**Textauszug**
Wertschätzung für gemeinsame Arbeit
Als eine besondere Wertschätzung der gemeinsamen Arbeit empfindet Wolfgang Gerdes die Auszeichnung. Schließlich setzte sich die Geschwister-Scholl-Oberschule gleich bei ihrer ersten Teilnahme an einem Wettbewerb gegen Beiträge aller Schulformen aus dem ganzen Bundesgebiet durch. Dass es nicht zum ersten Platz gereicht hat, bedauern die Schüler nicht wirklich. Denn der Sieger des Wettbewerbs – die Geschwister-Scholl-Gesamtschule aus Bremen – muss seinen Beitrag vor allen geladenen Gästen in Berlin noch einmal aufführen.
Und die Bad Laerer Oberschüler erinnern sich nur zu gut daran, wie sehr ihnen die Proben für ihre eigenen Aufführungen im März „in den Knochen“ steckten: „Es war nicht einfach, danach mit einem positiven Denken nach Hause zu gehen“, bekennt Karl Bleileven. Trotzdem habe die Arbeit an dem Theaterstück viel Spaß gemacht, betont Anna-Sophie Schumacher. Und dieser Spaß am Spiel auf der Bühne steckt an – umso mehr, wenn er bundesweite Anerkennung findet.
Künftig als „Steckdosentheater“ auf der Bühne
Für die neue Theater-AG der 8. bis 10. Klassen haben sich deshalb 37 Schüler angemeldet. Und die agieren künftig sogar unter einem „richtigen“ Namen: Das „Steckdosentheater“ will seine Zuschauer auch mit dem neuen Stück, das am 26. Februar seine Premiere feiert, elektrisieren. Bereits am ersten Advent steht die Theater-AG der 5. bis 7. Klassen als die „Talentschmiede“ auf der Bühne.

**Aufgabe**
Zitiere aus dem Textauszug den Abschnitt, der bei den Worten „Und die Bad“ beginnt und nach „bundesweite Anerkennung findet.“ endet.

**Gelieferte Zeilen**
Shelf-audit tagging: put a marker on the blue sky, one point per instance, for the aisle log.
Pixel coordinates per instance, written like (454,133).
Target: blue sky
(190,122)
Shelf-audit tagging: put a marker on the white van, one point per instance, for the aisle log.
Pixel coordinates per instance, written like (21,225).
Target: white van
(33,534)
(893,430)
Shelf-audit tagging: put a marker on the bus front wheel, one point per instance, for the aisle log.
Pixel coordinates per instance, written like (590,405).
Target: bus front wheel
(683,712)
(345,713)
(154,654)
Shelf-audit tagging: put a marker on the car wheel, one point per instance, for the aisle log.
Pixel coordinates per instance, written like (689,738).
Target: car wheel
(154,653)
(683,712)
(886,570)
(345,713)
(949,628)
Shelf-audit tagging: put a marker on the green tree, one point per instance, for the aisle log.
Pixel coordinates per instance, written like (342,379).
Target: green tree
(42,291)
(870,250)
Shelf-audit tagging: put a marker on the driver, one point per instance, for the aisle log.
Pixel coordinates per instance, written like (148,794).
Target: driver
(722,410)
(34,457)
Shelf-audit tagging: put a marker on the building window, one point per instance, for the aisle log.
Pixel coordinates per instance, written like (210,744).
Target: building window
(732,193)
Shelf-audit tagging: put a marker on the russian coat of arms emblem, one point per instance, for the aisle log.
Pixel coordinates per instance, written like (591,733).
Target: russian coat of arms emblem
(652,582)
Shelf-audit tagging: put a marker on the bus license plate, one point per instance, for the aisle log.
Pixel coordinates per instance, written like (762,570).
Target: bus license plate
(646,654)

**Ergebnis**
Und die Bad Laerer Oberschüler erinnern sich nur zu gut daran, wie sehr ihnen die Proben für ihre eigenen Aufführungen im März „in den Knochen“ steckten: „Es war nicht einfach, danach mit einem positiven Denken nach Hause zu gehen“, bekennt Karl Bleileven. Trotzdem habe die Arbeit an dem Theaterstück viel Spaß gemacht, betont Anna-Sophie Schumacher. Und dieser Spaß am Spiel auf der Bühne steckt an – umso mehr, wenn er bundesweite Anerkennung findet.